## The task
Please output the section of the listing below that opens with the line containing "Where can you spot the metal" and closes with the line containing "Where can you spot the team", exactly and with nothing else.

## Task input

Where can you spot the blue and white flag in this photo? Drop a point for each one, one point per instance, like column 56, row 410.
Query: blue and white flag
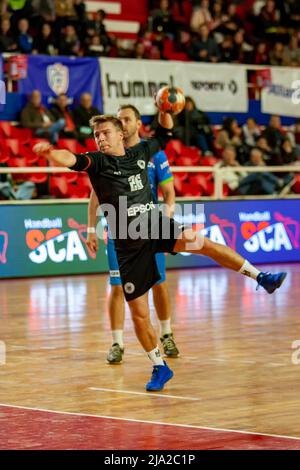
column 54, row 75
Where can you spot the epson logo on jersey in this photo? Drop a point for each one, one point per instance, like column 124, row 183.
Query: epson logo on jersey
column 142, row 208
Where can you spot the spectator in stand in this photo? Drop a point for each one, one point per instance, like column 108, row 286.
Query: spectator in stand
column 162, row 20
column 288, row 153
column 251, row 132
column 95, row 48
column 276, row 55
column 193, row 127
column 38, row 118
column 25, row 41
column 82, row 115
column 201, row 16
column 69, row 43
column 241, row 49
column 181, row 12
column 227, row 50
column 274, row 134
column 65, row 12
column 43, row 12
column 268, row 20
column 232, row 177
column 231, row 21
column 139, row 51
column 18, row 9
column 15, row 190
column 261, row 55
column 7, row 41
column 44, row 42
column 294, row 136
column 204, row 48
column 231, row 135
column 291, row 53
column 217, row 16
column 262, row 144
column 96, row 26
column 60, row 110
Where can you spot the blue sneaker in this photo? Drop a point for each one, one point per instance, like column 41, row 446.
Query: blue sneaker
column 270, row 282
column 160, row 375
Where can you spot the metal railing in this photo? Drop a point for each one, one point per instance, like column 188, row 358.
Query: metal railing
column 218, row 174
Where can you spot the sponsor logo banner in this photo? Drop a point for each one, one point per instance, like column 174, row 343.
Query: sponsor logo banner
column 215, row 87
column 282, row 94
column 44, row 240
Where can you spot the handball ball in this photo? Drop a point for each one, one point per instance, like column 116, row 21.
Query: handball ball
column 170, row 99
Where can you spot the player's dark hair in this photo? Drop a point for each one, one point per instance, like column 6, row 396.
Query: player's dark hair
column 102, row 118
column 133, row 108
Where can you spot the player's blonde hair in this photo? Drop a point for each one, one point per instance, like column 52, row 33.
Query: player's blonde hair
column 102, row 118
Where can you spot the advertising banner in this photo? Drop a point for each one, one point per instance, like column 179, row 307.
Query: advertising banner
column 215, row 87
column 55, row 75
column 40, row 240
column 282, row 94
column 135, row 81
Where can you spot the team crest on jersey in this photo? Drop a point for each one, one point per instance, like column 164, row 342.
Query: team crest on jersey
column 129, row 288
column 58, row 78
column 141, row 164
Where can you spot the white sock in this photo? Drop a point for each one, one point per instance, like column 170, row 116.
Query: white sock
column 165, row 327
column 248, row 270
column 155, row 357
column 118, row 337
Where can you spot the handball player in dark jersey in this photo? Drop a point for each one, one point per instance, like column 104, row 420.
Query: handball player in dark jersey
column 119, row 178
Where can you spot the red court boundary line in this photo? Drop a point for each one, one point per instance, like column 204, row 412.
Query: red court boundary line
column 131, row 420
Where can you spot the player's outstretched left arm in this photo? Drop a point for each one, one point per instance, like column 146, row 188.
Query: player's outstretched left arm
column 58, row 157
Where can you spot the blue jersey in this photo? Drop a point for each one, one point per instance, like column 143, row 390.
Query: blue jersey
column 159, row 172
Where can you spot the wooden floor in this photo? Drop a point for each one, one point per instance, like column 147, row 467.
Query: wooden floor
column 235, row 374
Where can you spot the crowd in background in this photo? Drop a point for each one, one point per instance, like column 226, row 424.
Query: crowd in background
column 258, row 32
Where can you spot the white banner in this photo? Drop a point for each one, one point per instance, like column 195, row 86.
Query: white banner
column 282, row 96
column 135, row 81
column 217, row 87
column 213, row 87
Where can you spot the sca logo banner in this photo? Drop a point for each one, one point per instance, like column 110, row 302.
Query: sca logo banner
column 54, row 245
column 282, row 234
column 220, row 231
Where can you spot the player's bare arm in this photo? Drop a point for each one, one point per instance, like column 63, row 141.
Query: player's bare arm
column 58, row 157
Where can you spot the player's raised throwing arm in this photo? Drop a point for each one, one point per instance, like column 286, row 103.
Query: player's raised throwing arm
column 165, row 120
column 58, row 157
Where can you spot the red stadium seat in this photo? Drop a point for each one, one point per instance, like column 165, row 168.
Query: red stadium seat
column 90, row 145
column 58, row 186
column 296, row 186
column 5, row 129
column 38, row 178
column 71, row 144
column 13, row 145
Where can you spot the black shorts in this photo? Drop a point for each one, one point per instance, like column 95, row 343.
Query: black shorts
column 138, row 270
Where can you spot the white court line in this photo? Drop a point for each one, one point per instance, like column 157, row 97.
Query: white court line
column 143, row 393
column 190, row 426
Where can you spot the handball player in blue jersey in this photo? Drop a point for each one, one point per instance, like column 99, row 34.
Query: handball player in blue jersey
column 159, row 175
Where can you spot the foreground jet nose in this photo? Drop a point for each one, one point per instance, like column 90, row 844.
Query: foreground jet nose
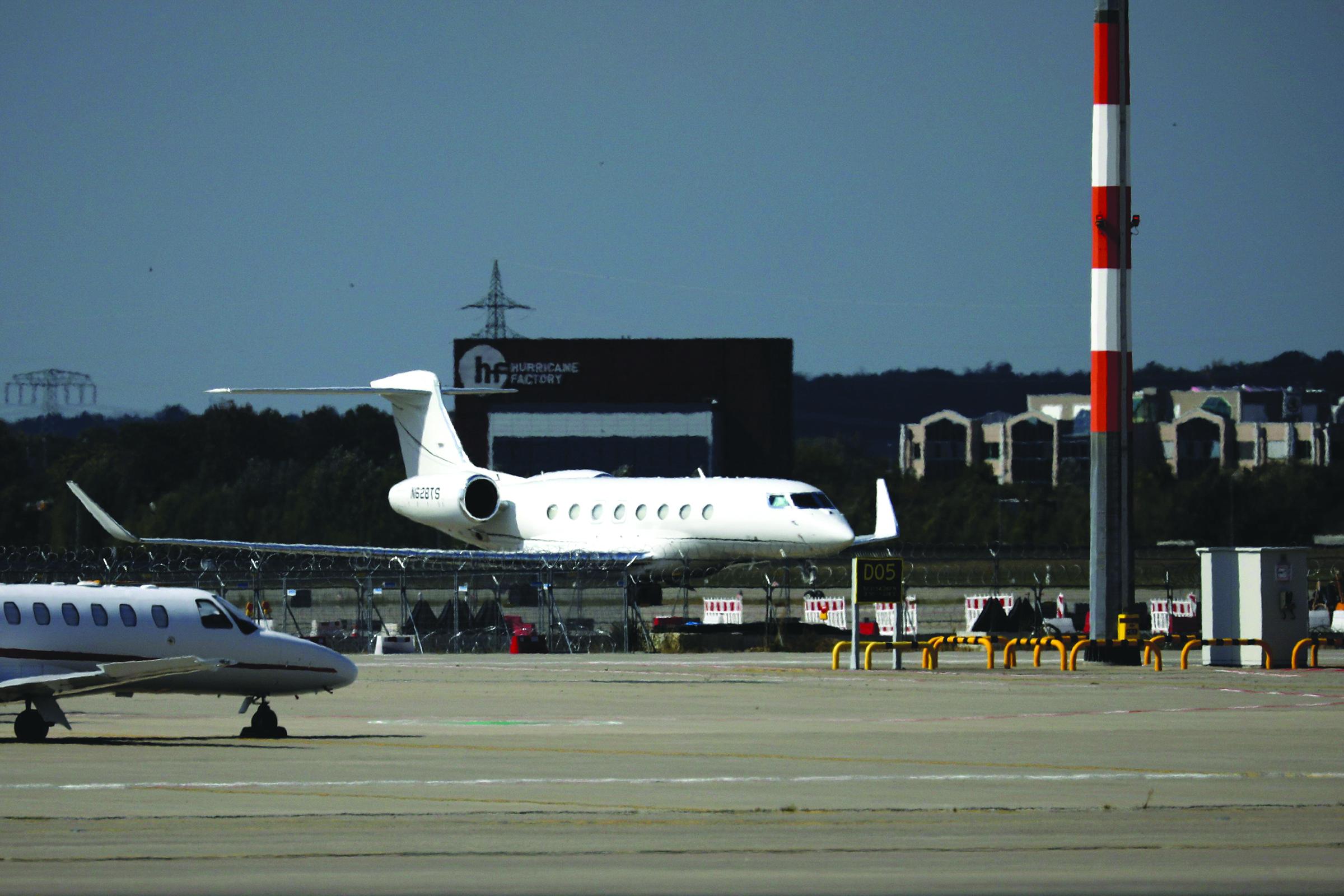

## Expected answer
Where can you spot the metal railing in this photo? Drop a point for each one, one point per instance, like column 188, row 358.
Query: metal railing
column 218, row 174
Where can you spot the sponsor logo banner in this photo? Drop a point for each one, one point per instance, like column 174, row 343.
Query: sponsor logo banner
column 215, row 87
column 282, row 94
column 44, row 240
Where can you spot the handball ball in this photo? Drop a point for each one, one point per instance, like column 116, row 21.
Query: handball ball
column 170, row 99
Where can you spot the player's dark hair in this photo? Drop a point for each one, one point per instance, like column 6, row 396.
Query: player's dark hair
column 102, row 118
column 133, row 108
Where can you spot the player's blonde hair in this photo? Drop a point for each one, one point per instance, like column 52, row 33.
Query: player's blonde hair
column 102, row 118
Where can you spot the advertising banner in this photo? Drop a point for each one, one point per instance, like column 179, row 307.
Query: advertising banner
column 215, row 87
column 55, row 75
column 40, row 240
column 282, row 94
column 135, row 81
Where can you spot the team crest on jersey in this photo? Drop a point for each one, one point per instance, like column 164, row 342.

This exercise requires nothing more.